**Exercise instructions**
Your task is to print each record exactly as it reads.

____

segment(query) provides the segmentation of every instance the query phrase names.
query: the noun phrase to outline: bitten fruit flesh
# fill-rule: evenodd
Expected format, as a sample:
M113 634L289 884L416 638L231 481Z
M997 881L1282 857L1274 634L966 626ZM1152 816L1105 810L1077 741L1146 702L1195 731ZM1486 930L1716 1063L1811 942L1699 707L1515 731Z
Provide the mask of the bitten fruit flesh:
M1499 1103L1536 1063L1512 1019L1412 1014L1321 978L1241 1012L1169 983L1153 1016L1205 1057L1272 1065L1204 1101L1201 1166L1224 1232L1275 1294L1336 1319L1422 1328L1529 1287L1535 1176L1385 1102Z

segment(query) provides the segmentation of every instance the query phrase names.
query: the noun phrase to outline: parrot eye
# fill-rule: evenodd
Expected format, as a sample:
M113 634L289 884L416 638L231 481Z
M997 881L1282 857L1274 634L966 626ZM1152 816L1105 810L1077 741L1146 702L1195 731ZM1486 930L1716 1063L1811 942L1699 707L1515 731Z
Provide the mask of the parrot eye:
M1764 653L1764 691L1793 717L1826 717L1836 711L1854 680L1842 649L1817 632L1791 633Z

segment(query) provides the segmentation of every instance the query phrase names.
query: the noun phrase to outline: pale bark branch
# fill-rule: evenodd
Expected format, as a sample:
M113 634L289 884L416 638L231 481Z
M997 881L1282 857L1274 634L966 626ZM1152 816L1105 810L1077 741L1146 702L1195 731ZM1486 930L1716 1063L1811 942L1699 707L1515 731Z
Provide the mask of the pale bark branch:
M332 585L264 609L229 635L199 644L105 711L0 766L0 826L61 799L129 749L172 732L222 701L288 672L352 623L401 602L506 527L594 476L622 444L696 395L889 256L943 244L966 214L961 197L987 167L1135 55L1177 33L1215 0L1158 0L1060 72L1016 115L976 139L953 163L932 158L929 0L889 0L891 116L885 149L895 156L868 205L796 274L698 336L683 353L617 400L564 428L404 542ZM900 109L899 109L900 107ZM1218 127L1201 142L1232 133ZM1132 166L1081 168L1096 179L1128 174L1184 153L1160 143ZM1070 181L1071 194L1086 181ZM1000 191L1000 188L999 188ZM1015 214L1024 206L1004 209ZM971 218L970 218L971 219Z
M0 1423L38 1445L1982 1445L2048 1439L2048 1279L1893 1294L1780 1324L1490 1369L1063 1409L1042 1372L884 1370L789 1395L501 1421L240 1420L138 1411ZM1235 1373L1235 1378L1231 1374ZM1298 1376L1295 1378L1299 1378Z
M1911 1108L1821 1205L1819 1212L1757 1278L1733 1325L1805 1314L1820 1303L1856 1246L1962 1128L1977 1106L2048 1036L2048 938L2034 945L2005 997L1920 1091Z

____

**Result of the exercise**
segment(query) provides the segmentation of every instance the query phrase names.
query: the noun phrase to outline: bitten fruit flesh
# fill-rule: evenodd
Expected format, as a sample:
M113 634L289 884L416 638L231 481Z
M997 881L1282 857L1274 634L966 626ZM1152 816L1105 810L1077 741L1146 702L1195 731ZM1486 930L1716 1063L1811 942L1699 707L1515 731Z
Provide the mask of the bitten fruit flesh:
M1499 1103L1536 1063L1512 1019L1412 1014L1321 978L1241 1012L1169 983L1153 1016L1205 1057L1272 1065L1204 1101L1201 1166L1224 1232L1275 1294L1336 1319L1422 1328L1529 1287L1535 1176L1385 1102Z

segment(query) provides the segmentation of every instance the query phrase names.
query: the noun phrase to outline: parrot eye
# fill-rule: evenodd
Expected format, as a sample:
M113 634L289 884L416 638L231 481Z
M997 881L1282 857L1274 634L966 626ZM1152 816L1105 810L1077 741L1146 702L1195 731ZM1486 930L1716 1063L1811 942L1699 707L1515 731Z
Provide the mask of the parrot eye:
M1764 653L1764 691L1793 717L1826 717L1836 711L1854 680L1842 649L1817 632L1791 633Z

segment(query) provides the segmentation of every instance the query phrase names.
query: the noun phrase to outline: pale bark branch
# fill-rule: evenodd
Expected format, as a sample:
M113 634L289 884L416 638L231 481Z
M997 881L1282 857L1274 634L966 626ZM1152 816L1105 810L1077 741L1146 702L1195 731ZM1486 930L1716 1063L1811 942L1699 707L1515 731Z
Provide the mask of the pale bark branch:
M332 585L264 609L229 635L199 644L105 711L0 766L0 826L61 799L129 749L172 732L222 701L288 672L352 623L401 602L506 527L594 476L622 444L696 395L889 256L943 244L966 214L961 197L987 167L1135 55L1177 33L1215 0L1158 0L1060 72L1016 115L976 139L953 163L932 158L929 0L889 0L891 116L885 149L895 156L868 205L796 274L698 336L683 353L617 400L564 428L404 542ZM900 109L899 109L900 107ZM1218 127L1201 142L1232 133ZM1132 166L1081 168L1096 179L1128 174L1184 153L1160 143ZM1070 181L1071 194L1086 181ZM1000 191L1000 188L999 188ZM1015 214L1024 206L1004 209ZM971 218L970 218L971 219Z
M0 1423L38 1445L1982 1445L2048 1439L2048 1279L1893 1294L1780 1324L1490 1369L1063 1409L1042 1372L884 1370L789 1395L501 1421L240 1420L138 1411ZM1235 1373L1235 1378L1231 1374ZM1298 1376L1295 1378L1299 1378Z
M1911 1108L1821 1205L1819 1212L1757 1278L1733 1325L1805 1314L1820 1303L1856 1246L1962 1128L1977 1106L2048 1036L2048 938L2034 945L2005 997L1920 1091Z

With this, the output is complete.